## Try it
In the article about the Drive, Chip and Putt local qualifier at Fox Hills, how many driving miles separate Eli's home in Yellowknife from the Fox Hills Golf & Learning Center?

## Text under study
....

PLYMOUTH, MI – It’s safe to assume Eli Boucher Landa and his parents Ken and Susanne (pictured above) traveled the greatest distance to make it to a 2017 Drive, Chip and Putt Championship local qualifier.
It is 2,818 driving miles from their home in Yellowknife in the Northwest Territories of Canada to the Fox Hills Golf & Learning Center in Plymouth, Mich.
“We took two plane rides, and two long car rides,” the talkative Eli said after competing in the Boys 7-9 age division.
Created for boys and girls ages 7-15, the Drive, Chip and Putt Championship is a joint initiative of the PGA of America, the USGA and the Masters Tournament. The top three boys and girls in each of four age divisions can advance through local, subregional and regional qualifying to earn a place in the National Finals at Augusta National Golf Club the Sunday before the Masters Tournament.
Though Eli did not finish among the top three in his age group in the Aug. 5 local qualifier to advance to the subregional competition, he did have a golf personal best.
“I absolutely crushed my first drive,” the 8-year-old exclaimed. “It went 178 yards and it is the best drive I ever hit. I caught the hill and got a super good kick that added some distance.”
Golf is not easy to find in Yellowknife, which is located 249 miles south of the Arctic Circle. Eli’s father Ken said there is one golf course constructed of sand and artificial turf tees and greens. Eli said to play he and his father carry mats.
“You pick up the ball, dig a hole, put the mat down, put the ball back on it and hit,” Eli explained.
Eli demonstrated passion for golf the first time at age 1 and a half. While watching the Ryder Cup Matches on television with his father, he grabbed a kitchen spatula and started swinging like the golfers.
“From there it was a novelty hockey stick, then Snoopy clubs and then real ones,” Ken said. “He loves it. We encourage it, and we tied in this trip with a family vacation in Ontario.”
It took just a 10-minute trip to Fox Hills for the Braun brothers, Tim and Greg, who are from nearby Northville and spend most of their summer days taking part in the many junior golf programs, clinics and events at the facility.
Kurt and Kristin Braun both like golf, but don’t play it well. Eight years ago they brought them to Fox Hills.
“As a lousy golfer I didn’t want to set them off wrong,” Kurt said.
Tim, who finished first in the Boys 14-15 with help from a chip-in, said he identifies himself as a golfer.
“I quit soccer and I golf as much as I can,” he said. “I love it.”
He played some varsity matches at Northville High School last year as a freshman, and is on to subregionals for the second time.
“It would be really cool to get to Augusta,” he said.
His brother Greg didn’t qualify, but at 12 he has a few more chances.
“I’ll try again,” he said. “I would be feeling better if one of my drives stayed in.”
Jordan Young, PGA professional and director of instruction at Fox Hills, said the Braun brothers are fun kids who love the game.

....

## Input data
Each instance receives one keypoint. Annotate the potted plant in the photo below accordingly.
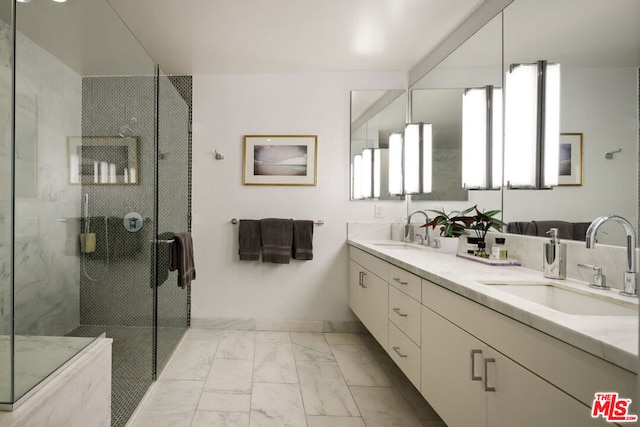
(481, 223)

....

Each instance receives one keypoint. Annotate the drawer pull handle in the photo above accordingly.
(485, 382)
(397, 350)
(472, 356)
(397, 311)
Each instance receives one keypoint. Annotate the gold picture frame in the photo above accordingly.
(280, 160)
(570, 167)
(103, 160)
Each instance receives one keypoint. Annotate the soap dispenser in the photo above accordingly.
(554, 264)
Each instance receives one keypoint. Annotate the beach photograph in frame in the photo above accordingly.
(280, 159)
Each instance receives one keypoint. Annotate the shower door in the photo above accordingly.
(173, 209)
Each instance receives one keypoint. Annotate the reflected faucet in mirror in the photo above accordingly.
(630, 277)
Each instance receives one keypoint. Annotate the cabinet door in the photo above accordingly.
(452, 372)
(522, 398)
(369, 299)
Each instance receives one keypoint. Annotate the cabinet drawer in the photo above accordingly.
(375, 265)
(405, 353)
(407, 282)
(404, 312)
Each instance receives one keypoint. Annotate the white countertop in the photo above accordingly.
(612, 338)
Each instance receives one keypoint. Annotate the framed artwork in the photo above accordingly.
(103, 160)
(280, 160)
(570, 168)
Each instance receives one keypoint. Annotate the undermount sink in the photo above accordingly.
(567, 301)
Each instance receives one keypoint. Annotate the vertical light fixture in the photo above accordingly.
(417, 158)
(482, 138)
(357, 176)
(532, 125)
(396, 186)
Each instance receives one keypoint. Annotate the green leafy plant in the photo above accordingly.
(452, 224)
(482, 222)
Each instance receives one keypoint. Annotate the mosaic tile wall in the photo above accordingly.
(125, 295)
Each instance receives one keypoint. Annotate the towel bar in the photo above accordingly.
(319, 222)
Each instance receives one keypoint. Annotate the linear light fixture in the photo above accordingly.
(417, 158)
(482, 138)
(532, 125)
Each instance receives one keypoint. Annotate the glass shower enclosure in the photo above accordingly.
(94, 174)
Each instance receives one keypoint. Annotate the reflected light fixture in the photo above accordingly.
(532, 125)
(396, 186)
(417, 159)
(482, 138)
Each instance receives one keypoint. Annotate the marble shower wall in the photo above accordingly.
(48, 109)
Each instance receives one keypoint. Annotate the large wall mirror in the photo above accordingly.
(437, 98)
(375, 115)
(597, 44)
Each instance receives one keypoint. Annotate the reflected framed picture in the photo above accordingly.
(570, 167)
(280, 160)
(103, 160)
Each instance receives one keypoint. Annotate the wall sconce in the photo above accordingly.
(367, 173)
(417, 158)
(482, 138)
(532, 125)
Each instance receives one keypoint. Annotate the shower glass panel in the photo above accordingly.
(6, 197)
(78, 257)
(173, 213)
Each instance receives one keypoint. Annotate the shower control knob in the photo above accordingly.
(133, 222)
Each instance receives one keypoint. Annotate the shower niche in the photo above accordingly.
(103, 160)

....

## Expected answer
2,818 driving miles.